---- Records to process

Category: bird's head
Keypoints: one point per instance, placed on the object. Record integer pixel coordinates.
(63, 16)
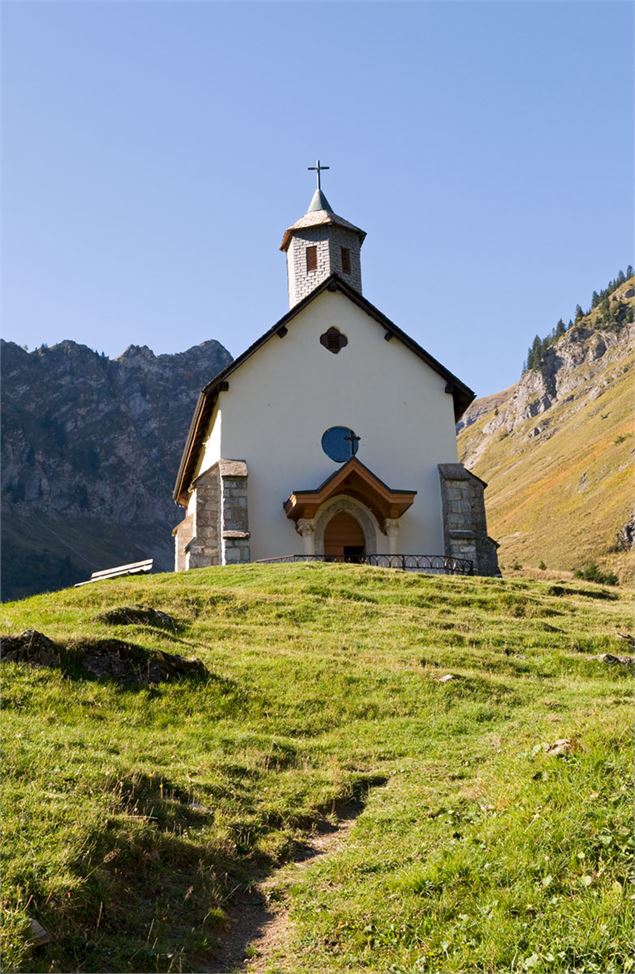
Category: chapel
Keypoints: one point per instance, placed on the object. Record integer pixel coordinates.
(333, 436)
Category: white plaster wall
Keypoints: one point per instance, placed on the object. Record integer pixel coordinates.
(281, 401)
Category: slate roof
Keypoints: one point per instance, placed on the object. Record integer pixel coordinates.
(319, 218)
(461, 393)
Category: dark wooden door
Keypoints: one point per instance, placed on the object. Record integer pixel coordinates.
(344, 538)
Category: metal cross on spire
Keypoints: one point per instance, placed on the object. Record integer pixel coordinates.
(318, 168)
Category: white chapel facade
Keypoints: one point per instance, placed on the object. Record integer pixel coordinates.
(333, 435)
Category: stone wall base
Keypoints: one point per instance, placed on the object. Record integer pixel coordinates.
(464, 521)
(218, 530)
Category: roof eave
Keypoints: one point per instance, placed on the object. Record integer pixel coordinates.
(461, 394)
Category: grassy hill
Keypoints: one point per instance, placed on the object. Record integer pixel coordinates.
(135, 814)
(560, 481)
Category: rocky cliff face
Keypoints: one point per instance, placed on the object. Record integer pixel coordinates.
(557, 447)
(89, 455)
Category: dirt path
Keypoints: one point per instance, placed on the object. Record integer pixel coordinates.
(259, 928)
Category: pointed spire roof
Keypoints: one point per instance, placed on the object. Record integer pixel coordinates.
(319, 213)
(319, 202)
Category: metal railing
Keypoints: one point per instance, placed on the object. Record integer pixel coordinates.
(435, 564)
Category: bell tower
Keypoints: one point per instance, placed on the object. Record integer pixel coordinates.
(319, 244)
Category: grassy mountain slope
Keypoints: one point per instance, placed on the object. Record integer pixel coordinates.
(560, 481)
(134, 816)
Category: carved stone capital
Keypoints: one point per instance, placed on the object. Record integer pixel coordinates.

--------
---- Records to process

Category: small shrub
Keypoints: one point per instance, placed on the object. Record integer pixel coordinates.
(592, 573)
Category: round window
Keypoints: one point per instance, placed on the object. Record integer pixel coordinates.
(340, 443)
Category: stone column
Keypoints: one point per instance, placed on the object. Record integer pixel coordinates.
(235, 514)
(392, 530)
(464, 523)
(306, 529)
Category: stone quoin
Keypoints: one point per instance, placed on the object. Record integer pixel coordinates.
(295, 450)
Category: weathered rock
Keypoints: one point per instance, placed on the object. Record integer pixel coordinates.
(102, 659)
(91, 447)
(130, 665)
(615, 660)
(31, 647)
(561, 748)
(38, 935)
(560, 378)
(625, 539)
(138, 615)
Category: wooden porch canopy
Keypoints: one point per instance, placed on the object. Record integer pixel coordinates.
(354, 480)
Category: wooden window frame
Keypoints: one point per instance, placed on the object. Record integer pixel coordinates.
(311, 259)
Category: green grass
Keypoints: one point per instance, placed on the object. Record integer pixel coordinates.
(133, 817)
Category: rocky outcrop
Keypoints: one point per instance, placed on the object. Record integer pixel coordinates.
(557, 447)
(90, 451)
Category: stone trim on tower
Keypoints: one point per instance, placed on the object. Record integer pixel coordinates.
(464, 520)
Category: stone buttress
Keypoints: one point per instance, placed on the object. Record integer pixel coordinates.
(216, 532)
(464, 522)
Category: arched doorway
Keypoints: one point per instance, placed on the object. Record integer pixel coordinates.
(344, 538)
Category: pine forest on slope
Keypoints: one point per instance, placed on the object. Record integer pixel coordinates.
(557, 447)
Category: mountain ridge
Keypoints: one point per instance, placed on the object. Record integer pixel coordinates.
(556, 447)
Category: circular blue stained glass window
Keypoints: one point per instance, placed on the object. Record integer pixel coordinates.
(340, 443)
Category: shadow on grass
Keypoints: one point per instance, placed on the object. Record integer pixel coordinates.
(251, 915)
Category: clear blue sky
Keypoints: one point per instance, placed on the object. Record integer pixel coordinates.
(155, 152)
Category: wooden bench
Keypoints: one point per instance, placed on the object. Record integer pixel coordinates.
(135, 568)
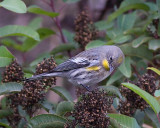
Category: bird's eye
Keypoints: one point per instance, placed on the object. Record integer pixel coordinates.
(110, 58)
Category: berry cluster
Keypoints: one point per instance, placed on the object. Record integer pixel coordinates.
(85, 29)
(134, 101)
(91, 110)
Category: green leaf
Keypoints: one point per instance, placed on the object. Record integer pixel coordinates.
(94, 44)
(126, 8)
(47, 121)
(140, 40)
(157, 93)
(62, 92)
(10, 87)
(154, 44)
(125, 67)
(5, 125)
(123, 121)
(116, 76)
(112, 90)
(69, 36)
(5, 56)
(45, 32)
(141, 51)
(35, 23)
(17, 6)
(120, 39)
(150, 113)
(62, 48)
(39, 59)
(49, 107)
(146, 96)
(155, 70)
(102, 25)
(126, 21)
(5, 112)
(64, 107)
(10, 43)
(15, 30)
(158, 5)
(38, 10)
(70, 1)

--------

Output only an exact transcription of the lines above from the one with "Category: stone column" up to and including the one with "Category: wooden window frame".

▶ [Reply]
Category: stone column
Keypoints: one point per instance, placed on the object. Record integer pixel coordinates.
(235, 514)
(392, 530)
(464, 523)
(306, 529)
Category: stone quoin
Keypoints: one point per instance, placed on the object. Record integer pixel coordinates.
(295, 450)
Category: weathered rock
Keypoints: one point per instance, placed on the object. Record integer pixel coordinates.
(102, 659)
(91, 447)
(130, 665)
(615, 660)
(31, 647)
(561, 748)
(38, 935)
(560, 378)
(625, 539)
(138, 615)
Category: wooden porch canopy
Keypoints: one point per instance, placed on the object. Record integer pixel coordinates.
(354, 480)
Category: wooden window frame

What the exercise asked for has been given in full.